[Provided information start]

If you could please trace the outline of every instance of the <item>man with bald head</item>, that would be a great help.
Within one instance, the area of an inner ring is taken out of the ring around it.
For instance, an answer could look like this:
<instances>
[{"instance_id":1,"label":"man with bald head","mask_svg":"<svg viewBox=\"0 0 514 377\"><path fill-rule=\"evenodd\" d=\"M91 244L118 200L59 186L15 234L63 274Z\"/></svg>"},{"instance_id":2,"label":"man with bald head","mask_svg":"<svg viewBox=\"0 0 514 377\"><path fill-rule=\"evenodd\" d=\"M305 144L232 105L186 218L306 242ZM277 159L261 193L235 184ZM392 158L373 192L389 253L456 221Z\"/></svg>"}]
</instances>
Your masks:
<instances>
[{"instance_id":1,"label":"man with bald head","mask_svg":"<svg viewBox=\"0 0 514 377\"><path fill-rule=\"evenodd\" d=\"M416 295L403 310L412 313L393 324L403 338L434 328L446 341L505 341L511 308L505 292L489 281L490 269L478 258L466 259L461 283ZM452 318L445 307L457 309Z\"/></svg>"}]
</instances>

[Provided information end]

#### [Stated exercise]
Return the lines of every item above, reproducing each one word for word.

#### [Solution to the exercise]
If you could please trace the outline of every instance of the <item>man with bald head</item>, that would be a great help.
Within one instance, the area of an inner ring is taken out of the ring around it.
For instance, an answer could look like this:
<instances>
[{"instance_id":1,"label":"man with bald head","mask_svg":"<svg viewBox=\"0 0 514 377\"><path fill-rule=\"evenodd\" d=\"M91 244L118 200L59 186L15 234L63 274Z\"/></svg>"},{"instance_id":2,"label":"man with bald head","mask_svg":"<svg viewBox=\"0 0 514 377\"><path fill-rule=\"evenodd\" d=\"M305 144L232 105L186 218L306 242ZM277 159L261 193L235 184ZM392 158L373 192L389 253L456 221Z\"/></svg>"}]
</instances>
Your masks:
<instances>
[{"instance_id":1,"label":"man with bald head","mask_svg":"<svg viewBox=\"0 0 514 377\"><path fill-rule=\"evenodd\" d=\"M416 295L403 310L412 313L393 324L403 338L434 328L446 341L505 341L511 308L505 292L489 281L490 269L478 258L466 259L461 283ZM452 318L445 307L457 309Z\"/></svg>"}]
</instances>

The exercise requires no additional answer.